### Passage shown
★ ★ ★ ★ ★ ★ ★

Notwithstanding the considerable land and livestock resources available, the country has remained one of the most food-insecure countries globally, not just in the region. The underlying cause of this situation is that land use systems under pastoralism and agro-pastoralism are subject to several environmental, socioeconomic, cultural, and political challenges. The combination of prolonged periods of inadequate precipitation and extended intervals of drought, which are now further intensified by climate change, has resulted in a decline in livestock numbers and substantial environmental and livelihood deterioration. Despite poverty alleviation and food security being a primary development objective for Ethiopia, pastoralist and agro-pastoralist households have remained marginalized in terms of access to logistics, education, healthcare, and investment. Furthermore, not all investments are directed towards large-scale, market-oriented crop production, which is not aligned with the cultural, traditional, and technical capabilities of these households. Consequently, pastoralists and agro-pastoralists continue to represent one of the most impoverished segments of the population. Notwithstanding the economic growth observed over the past decade and the government’s efforts to enhance food security, the latter remains a significant challenge [55,57,58].

2.4. Empirical Studies on Determinants of Food Security

A substantial body of empirical evidence from the northern regions of Ethiopia indicates that the majority of households are food insecure, with these regions representing the most food-insecure areas of the country [23]. The proportion of food-insecure households in the Amhara, Afar, and Tigray regional states was 36.1%, 26.1%, and 24.7%, respectively. Additionally, the findings indicated that Dire Dawa was among the most food-secure regions. Furthermore, Ayele [59] evaluated the determinants of food security among households in northern Ethiopia. The study demonstrated that approximately 74.4% of the sampled households were identified as food insecure.

★ ★ ★ ★ ★ ★ ★

### Material
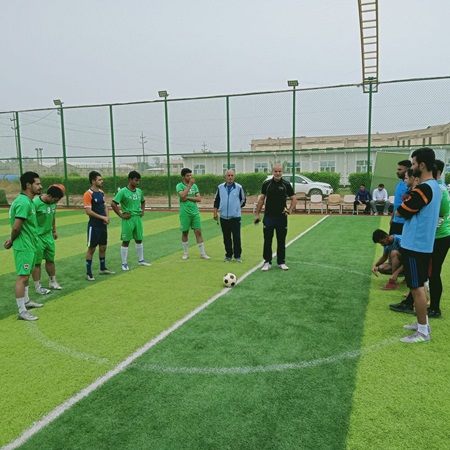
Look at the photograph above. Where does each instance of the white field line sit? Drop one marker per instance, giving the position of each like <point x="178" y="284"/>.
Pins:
<point x="55" y="413"/>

★ ★ ★ ★ ★ ★ ★

### Exercise instructions
In the passage on food security in Ethiopia, what share of the sampled households did Ayele's study identify as food insecure? The data is not needed for this work.

### Answer in full
Approximately 74.4% of the sampled households.